■ Your goal: Your response needs to be the data below, retyped exactly.

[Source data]
· · · · · · ·

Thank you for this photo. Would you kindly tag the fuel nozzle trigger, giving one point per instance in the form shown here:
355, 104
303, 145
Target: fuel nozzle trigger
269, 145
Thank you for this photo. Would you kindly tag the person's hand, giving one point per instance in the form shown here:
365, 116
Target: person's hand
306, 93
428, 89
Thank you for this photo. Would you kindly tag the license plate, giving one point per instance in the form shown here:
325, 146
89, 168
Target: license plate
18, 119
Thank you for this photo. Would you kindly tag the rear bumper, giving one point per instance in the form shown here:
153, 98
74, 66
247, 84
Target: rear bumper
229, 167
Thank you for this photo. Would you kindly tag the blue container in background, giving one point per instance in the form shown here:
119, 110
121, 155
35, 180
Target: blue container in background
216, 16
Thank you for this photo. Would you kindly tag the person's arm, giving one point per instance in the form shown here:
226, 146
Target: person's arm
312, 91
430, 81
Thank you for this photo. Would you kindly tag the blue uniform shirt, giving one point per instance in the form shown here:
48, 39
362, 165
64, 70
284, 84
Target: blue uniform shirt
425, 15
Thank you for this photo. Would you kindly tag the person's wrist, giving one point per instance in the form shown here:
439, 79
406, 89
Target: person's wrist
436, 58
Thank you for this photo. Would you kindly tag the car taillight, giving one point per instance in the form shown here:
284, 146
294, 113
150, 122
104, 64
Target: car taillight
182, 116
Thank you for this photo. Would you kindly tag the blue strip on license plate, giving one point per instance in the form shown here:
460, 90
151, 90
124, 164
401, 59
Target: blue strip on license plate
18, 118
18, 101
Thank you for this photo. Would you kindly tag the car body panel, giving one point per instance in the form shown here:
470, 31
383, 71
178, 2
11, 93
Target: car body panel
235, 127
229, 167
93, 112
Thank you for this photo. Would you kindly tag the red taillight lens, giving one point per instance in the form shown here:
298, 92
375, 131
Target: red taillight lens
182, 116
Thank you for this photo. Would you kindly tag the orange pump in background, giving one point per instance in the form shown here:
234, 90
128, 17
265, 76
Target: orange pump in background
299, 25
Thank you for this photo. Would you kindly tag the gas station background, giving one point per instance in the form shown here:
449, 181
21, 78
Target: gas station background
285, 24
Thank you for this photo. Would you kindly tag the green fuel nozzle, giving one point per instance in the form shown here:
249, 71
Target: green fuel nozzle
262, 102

· · · · · · ·

■ Result for this task:
Thank you for this photo. Would you kindly tag the fuel nozzle trigger, giving one point per instance in the form shown here:
355, 104
303, 145
Target: fuel nozzle trigger
269, 145
Thank you for this photo. Would you kindly tag the person's hand, giving one point per instance in the form shown here:
365, 116
Target: person's hand
306, 93
428, 89
Thank you for this photo. Would you kindly tag the license plate, giving one point per instance in the form shown here:
325, 146
89, 168
Target: license plate
18, 119
Thank you for this photo. Would you kindly tag the rear bumper, giving one point per instance in the form shown here:
153, 98
74, 66
247, 84
Target: rear bumper
229, 167
Thank you for this photo. Would you kindly tag the blue container in background, giving one point per instance in the form shown here:
119, 110
121, 155
35, 180
Target: blue container in background
216, 16
Thank you for this photo. Would you kindly tag the person's arm, giving one point per instance in the form shown here:
226, 146
Target: person's arm
312, 91
430, 81
Thank you for this photo. Would you kindly tag the blue uniform shirt, giving one point per instance in the form shown here:
48, 39
362, 165
64, 70
284, 84
Target: blue uniform shirt
425, 15
Thank you for this photo. Would you kindly tag the person's wrist, giving one point per instance in the form shown here:
439, 79
406, 89
Target: person's wrist
436, 58
Thank you for this photo. Would you kindly tag the car taillight, giving one point per instance in the form shown here:
284, 146
294, 113
150, 122
104, 64
Target: car taillight
182, 116
Thank you for this photo. Would you kindly tag the blue strip on license plate, giving one point per instance in the form shown here:
460, 90
151, 90
124, 164
401, 59
Target: blue strip on license plate
18, 118
18, 101
Thank you for this photo. Would you kindly tag the car body panel, giving one point per instance in the form shown here:
470, 31
383, 71
178, 2
11, 93
Target: car body panel
235, 127
229, 167
93, 112
Thank you for this photo. Would you kindly tag the red taillight lens, giving one point per instance in the form shown here:
298, 92
375, 131
Target: red taillight lens
182, 116
Thank you for this photo. Would you kindly tag the orange pump in background, giving one point per instance in the form shown here:
234, 90
128, 17
265, 76
Target: orange pump in background
299, 25
Thank you for this photo. Would you kindly tag the gas station background, giving one point per instance in the form shown here:
449, 181
21, 78
Target: gas station background
285, 24
Thank you for this photo. Would you kindly tag the green fuel nozzle, giving one point per instance in the form shown here:
249, 71
Target: green fuel nozzle
262, 102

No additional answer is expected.